__Exercise requirements__. Include in the output the line containing "Place one point per instance of the street" and each subsequent line of the records, through the end, transcribed exactly. Add nothing else.
-- Extracted data follows --
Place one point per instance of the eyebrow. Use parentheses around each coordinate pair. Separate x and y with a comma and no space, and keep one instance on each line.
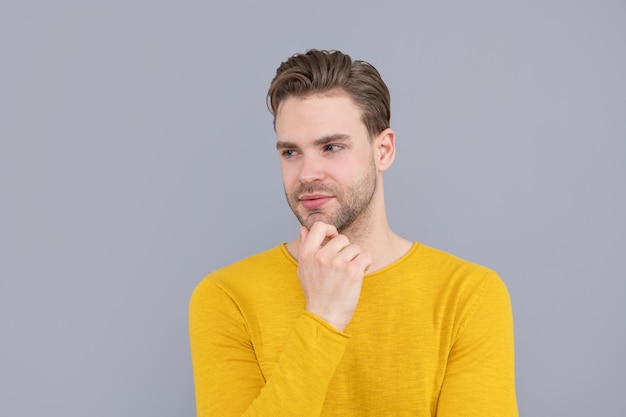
(337,137)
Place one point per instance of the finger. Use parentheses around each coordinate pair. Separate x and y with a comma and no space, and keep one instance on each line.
(318,233)
(337,244)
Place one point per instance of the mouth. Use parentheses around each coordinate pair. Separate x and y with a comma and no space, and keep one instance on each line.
(314,201)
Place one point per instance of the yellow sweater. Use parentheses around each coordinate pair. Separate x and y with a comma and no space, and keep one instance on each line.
(432,335)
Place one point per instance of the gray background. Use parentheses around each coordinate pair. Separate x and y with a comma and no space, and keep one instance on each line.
(137,155)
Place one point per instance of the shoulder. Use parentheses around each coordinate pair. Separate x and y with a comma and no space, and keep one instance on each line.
(255,274)
(458,278)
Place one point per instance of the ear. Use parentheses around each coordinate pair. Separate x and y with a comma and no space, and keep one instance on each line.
(385,149)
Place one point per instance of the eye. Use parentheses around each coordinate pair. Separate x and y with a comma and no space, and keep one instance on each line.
(288,153)
(332,147)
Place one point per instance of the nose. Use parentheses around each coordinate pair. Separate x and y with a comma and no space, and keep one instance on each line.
(311,169)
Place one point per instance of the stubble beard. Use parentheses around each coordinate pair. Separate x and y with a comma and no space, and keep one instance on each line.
(354,202)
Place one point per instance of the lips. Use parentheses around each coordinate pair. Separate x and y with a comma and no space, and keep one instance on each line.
(314,201)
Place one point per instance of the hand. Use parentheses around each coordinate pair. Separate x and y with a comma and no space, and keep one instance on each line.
(331,274)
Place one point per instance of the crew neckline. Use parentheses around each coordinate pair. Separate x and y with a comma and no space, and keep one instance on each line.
(414,246)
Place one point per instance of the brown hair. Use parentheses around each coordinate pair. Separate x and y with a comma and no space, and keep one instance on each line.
(318,71)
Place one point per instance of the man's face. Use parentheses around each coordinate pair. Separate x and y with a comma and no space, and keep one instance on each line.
(327,162)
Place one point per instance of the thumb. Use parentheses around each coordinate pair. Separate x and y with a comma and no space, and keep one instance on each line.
(304,232)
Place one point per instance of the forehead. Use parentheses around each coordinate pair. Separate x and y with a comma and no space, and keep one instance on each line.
(318,115)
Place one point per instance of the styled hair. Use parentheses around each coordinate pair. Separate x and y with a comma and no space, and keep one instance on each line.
(320,71)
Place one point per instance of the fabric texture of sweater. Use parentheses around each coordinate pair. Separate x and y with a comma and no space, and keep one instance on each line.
(432,335)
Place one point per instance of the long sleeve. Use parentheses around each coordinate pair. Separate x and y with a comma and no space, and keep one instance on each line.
(227,375)
(479,376)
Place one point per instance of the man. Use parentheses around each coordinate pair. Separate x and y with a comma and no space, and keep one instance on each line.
(348,319)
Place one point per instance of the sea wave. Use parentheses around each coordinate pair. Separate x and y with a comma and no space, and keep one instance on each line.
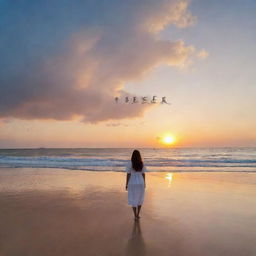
(118,164)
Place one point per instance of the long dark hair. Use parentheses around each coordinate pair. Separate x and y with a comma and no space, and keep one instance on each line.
(137,163)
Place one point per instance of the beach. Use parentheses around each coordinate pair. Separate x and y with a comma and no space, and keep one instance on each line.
(70,212)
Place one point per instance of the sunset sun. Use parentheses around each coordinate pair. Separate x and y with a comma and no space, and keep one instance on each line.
(168,140)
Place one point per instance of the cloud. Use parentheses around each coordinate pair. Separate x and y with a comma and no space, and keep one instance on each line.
(69,59)
(203,54)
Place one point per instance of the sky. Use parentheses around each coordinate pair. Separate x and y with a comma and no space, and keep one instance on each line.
(63,63)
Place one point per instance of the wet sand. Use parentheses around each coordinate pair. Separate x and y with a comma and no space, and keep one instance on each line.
(61,212)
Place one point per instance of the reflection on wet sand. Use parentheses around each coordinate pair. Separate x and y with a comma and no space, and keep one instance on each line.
(136,245)
(54,212)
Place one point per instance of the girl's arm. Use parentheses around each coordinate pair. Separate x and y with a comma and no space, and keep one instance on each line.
(143,174)
(127,179)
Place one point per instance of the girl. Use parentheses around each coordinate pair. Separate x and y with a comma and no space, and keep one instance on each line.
(135,182)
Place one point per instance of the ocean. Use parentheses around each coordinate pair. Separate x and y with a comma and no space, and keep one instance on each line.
(229,159)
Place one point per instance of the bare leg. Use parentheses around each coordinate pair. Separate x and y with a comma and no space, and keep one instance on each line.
(139,207)
(134,211)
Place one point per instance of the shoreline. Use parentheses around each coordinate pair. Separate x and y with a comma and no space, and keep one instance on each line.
(117,171)
(55,212)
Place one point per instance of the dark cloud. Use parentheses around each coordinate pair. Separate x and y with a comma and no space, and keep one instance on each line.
(64,59)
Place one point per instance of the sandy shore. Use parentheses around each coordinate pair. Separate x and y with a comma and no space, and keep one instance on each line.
(61,212)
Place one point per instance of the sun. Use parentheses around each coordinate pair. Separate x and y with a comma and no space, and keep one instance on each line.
(168,139)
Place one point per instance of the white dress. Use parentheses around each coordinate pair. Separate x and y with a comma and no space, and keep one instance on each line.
(136,186)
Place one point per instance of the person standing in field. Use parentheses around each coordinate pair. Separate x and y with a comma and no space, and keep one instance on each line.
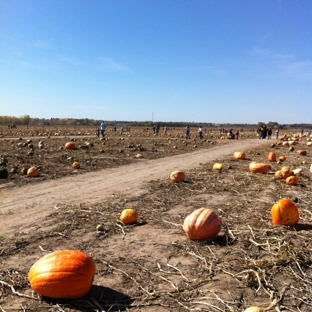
(187,132)
(200,132)
(102,127)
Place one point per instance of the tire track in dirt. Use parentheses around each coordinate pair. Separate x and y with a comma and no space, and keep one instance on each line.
(21,208)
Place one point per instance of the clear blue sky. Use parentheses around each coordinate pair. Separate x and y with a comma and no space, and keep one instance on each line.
(220,61)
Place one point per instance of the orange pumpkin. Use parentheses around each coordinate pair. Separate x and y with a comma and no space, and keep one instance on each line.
(255,167)
(33,172)
(272,157)
(62,274)
(291,180)
(239,155)
(202,224)
(70,145)
(76,165)
(177,176)
(284,212)
(302,152)
(129,216)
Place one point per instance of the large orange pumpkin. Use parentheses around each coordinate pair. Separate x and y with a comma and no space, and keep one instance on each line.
(70,145)
(62,274)
(33,172)
(177,176)
(272,157)
(284,212)
(239,155)
(255,167)
(291,180)
(202,224)
(129,216)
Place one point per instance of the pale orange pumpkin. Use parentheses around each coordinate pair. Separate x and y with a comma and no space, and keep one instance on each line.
(272,157)
(62,274)
(302,152)
(70,145)
(255,167)
(33,172)
(291,180)
(202,224)
(76,165)
(129,216)
(239,155)
(177,176)
(284,212)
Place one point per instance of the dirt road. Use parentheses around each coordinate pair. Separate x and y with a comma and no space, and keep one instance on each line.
(24,206)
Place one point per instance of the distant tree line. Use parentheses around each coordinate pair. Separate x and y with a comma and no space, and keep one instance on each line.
(26,120)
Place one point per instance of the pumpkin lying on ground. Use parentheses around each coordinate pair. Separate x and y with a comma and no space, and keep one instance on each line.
(33,172)
(272,157)
(177,176)
(62,274)
(217,167)
(255,167)
(76,165)
(284,212)
(202,224)
(302,152)
(291,180)
(239,155)
(129,216)
(70,145)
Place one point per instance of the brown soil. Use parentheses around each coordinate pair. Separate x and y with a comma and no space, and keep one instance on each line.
(152,265)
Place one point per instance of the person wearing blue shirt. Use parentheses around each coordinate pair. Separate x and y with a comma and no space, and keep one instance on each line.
(102,127)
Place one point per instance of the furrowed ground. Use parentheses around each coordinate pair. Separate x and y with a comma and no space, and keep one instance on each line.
(152,265)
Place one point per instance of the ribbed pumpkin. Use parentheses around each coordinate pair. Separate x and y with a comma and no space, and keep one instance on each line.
(76,165)
(255,167)
(272,157)
(202,224)
(283,174)
(129,216)
(62,274)
(291,180)
(177,176)
(70,145)
(239,155)
(302,152)
(284,212)
(217,166)
(33,172)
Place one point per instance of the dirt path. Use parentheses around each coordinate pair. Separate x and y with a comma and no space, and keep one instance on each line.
(21,207)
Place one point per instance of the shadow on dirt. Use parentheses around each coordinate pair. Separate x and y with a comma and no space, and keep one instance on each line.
(99,297)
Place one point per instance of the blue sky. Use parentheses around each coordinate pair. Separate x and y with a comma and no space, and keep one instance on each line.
(220,61)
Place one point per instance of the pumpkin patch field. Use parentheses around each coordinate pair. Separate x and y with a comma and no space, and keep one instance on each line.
(196,225)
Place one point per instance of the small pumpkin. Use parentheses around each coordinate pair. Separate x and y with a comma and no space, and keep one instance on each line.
(255,167)
(217,167)
(177,176)
(70,145)
(291,180)
(272,157)
(33,172)
(129,216)
(202,224)
(76,165)
(62,274)
(302,152)
(284,212)
(239,155)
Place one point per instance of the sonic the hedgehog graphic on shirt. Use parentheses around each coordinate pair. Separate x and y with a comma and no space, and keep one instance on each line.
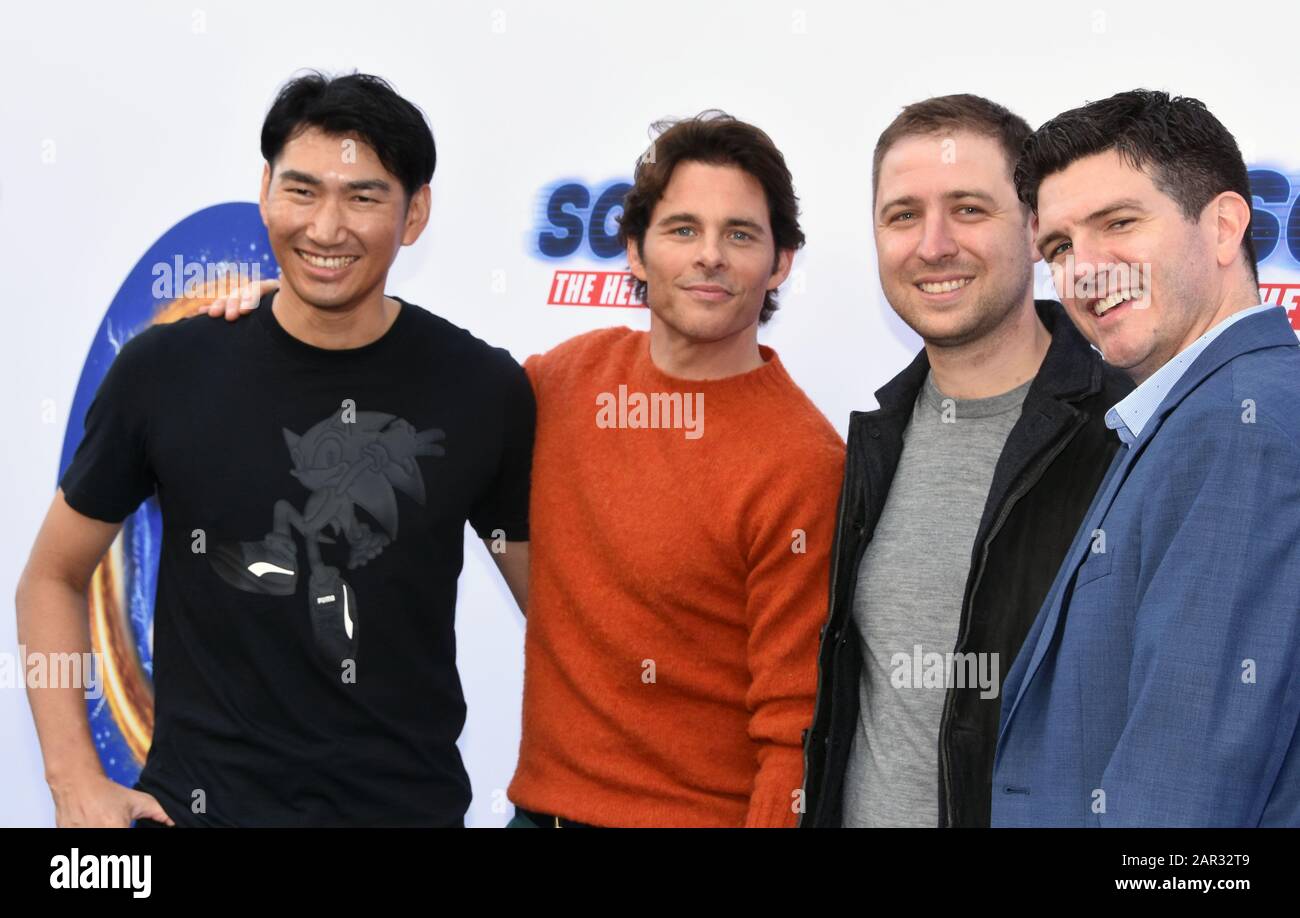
(347,460)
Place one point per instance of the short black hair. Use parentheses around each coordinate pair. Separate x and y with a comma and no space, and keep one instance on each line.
(1188,154)
(359,104)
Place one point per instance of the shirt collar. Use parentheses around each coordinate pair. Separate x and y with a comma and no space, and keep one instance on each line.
(1131,414)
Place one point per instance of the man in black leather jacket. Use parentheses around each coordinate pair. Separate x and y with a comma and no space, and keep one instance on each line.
(922,558)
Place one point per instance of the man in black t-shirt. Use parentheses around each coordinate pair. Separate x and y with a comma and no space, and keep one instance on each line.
(315,470)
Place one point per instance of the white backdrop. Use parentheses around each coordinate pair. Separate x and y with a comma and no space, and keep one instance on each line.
(120,120)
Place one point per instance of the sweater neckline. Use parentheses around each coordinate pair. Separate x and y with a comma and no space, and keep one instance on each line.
(770,376)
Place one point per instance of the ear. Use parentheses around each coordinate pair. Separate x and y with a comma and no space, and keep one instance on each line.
(784,262)
(1231,224)
(635,264)
(417,215)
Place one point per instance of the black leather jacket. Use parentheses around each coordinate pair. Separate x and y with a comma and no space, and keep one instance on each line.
(1045,477)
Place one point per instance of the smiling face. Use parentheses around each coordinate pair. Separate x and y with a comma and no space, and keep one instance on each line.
(953,242)
(336,219)
(709,258)
(1097,217)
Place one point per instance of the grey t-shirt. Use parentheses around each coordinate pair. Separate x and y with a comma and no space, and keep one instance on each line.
(909,600)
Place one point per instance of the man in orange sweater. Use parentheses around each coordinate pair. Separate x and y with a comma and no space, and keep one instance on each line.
(679,570)
(681,518)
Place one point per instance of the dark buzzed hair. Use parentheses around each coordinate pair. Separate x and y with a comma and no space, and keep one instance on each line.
(359,104)
(943,115)
(1186,151)
(713,138)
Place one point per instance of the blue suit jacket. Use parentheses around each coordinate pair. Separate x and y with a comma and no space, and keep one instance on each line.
(1160,684)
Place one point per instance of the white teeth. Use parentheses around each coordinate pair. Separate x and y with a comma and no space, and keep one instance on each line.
(339,262)
(944,286)
(1110,302)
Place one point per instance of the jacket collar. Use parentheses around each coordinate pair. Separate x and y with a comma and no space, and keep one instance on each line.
(1070,369)
(1265,329)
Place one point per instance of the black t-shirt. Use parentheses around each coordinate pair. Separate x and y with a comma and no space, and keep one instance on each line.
(304,658)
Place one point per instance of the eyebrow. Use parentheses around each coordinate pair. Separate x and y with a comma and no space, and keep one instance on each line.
(1101,213)
(960,194)
(359,185)
(692,219)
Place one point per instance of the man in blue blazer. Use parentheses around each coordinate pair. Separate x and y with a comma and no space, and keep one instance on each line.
(1160,684)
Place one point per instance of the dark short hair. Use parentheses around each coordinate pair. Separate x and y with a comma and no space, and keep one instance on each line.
(356,104)
(1188,154)
(714,138)
(943,115)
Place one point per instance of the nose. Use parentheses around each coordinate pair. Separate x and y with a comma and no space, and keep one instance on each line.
(710,255)
(326,224)
(936,241)
(1086,269)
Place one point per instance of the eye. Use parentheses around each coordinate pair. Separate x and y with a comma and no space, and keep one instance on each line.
(326,455)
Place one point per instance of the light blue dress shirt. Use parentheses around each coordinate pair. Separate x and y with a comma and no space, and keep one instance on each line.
(1130,415)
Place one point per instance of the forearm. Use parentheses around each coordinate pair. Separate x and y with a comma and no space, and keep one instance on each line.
(512,563)
(52,619)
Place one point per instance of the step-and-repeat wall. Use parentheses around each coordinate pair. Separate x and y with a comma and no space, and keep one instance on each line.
(130,141)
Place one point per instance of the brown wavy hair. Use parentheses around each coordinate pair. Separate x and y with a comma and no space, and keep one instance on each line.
(713,138)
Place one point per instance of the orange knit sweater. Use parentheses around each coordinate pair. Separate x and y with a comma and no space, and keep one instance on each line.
(677,589)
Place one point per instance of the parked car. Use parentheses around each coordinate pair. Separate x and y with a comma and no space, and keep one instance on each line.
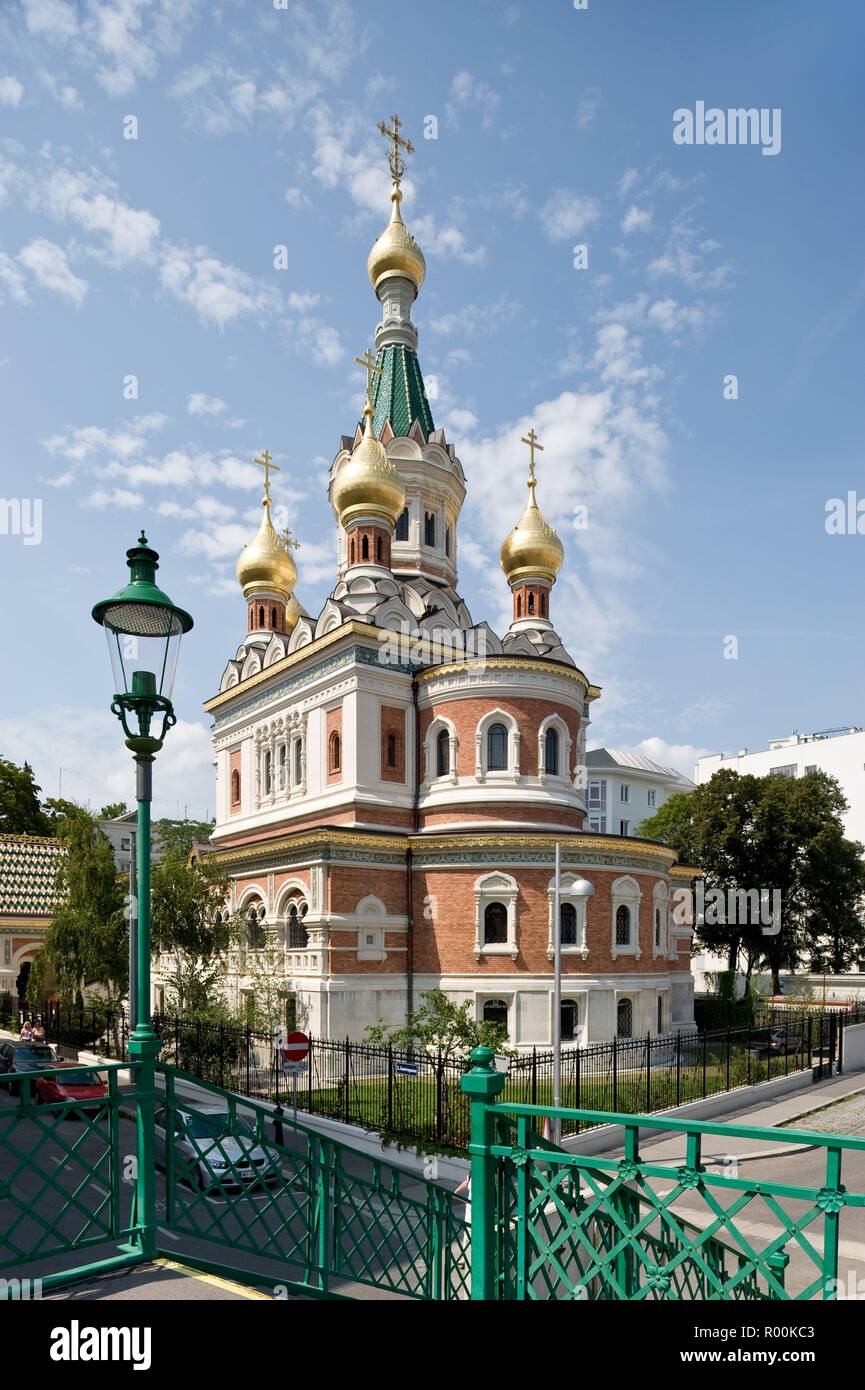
(214,1150)
(75,1084)
(24,1057)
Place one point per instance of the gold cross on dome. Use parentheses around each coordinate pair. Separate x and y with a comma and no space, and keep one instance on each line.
(531,439)
(394,156)
(369,363)
(269,467)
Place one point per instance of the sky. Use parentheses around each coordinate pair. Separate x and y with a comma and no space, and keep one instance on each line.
(188,195)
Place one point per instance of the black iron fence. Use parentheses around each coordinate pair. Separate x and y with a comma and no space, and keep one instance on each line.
(417,1097)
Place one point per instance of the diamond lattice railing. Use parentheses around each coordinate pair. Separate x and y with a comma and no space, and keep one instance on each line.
(598,1228)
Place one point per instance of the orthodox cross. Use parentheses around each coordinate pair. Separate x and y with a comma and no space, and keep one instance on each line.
(531,439)
(369,363)
(394,156)
(269,467)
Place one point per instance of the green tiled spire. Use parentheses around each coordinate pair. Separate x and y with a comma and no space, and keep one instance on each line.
(399,394)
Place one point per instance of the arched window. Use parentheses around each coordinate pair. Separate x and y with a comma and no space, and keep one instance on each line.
(298,936)
(495,925)
(255,929)
(551,752)
(335,752)
(497,748)
(495,1011)
(623,926)
(568,919)
(442,752)
(625,1019)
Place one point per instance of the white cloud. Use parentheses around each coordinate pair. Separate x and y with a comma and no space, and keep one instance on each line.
(637,220)
(11,92)
(50,268)
(568,214)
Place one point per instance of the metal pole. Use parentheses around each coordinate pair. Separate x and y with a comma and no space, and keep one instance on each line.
(556,997)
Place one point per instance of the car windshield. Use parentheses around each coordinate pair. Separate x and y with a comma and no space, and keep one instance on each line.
(214,1126)
(36,1052)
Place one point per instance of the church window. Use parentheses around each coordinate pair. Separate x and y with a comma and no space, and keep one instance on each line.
(551,752)
(495,925)
(495,1011)
(497,748)
(623,926)
(442,754)
(625,1019)
(568,919)
(569,1020)
(335,752)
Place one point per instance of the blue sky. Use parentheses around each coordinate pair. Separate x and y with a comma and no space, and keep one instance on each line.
(256,128)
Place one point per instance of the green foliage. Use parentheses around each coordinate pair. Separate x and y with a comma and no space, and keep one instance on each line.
(21,811)
(86,943)
(441,1026)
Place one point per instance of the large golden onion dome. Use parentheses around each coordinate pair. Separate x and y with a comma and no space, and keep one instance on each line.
(367,483)
(395,252)
(533,548)
(264,563)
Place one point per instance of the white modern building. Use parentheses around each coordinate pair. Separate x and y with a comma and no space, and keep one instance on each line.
(836,751)
(623,790)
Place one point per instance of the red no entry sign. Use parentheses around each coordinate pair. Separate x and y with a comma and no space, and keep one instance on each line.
(295,1047)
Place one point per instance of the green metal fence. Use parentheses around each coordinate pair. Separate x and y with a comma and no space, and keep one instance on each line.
(554,1225)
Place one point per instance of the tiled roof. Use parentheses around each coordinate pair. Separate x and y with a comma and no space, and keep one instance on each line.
(28,869)
(399,394)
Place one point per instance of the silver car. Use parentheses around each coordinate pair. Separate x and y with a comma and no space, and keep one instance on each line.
(212,1150)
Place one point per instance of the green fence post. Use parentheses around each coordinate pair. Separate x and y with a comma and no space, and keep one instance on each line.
(481,1084)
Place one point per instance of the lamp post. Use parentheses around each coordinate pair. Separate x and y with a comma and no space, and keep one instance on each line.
(143,630)
(580,888)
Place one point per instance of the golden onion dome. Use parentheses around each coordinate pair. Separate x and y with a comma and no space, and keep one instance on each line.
(264,563)
(367,483)
(395,252)
(533,548)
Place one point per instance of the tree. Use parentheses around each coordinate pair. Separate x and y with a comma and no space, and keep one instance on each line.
(86,943)
(188,922)
(21,812)
(441,1026)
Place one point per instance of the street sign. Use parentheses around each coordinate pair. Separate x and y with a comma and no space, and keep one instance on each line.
(295,1047)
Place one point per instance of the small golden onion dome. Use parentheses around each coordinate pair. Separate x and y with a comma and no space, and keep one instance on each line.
(397,252)
(367,483)
(533,548)
(264,563)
-- Extracted data concluded --
__Output for this task__.
Place one point per instance of the street sign. Use parentheses around each coordinate pair. Separate x and y with a comma and no space, and keep one instance on each line.
(295,1047)
Place one point per instance of the small golden onion dome. Use parentheses around each coordinate pair. Separate x and y with a comma and no space, and keep one instance on each line.
(397,252)
(367,483)
(533,548)
(264,563)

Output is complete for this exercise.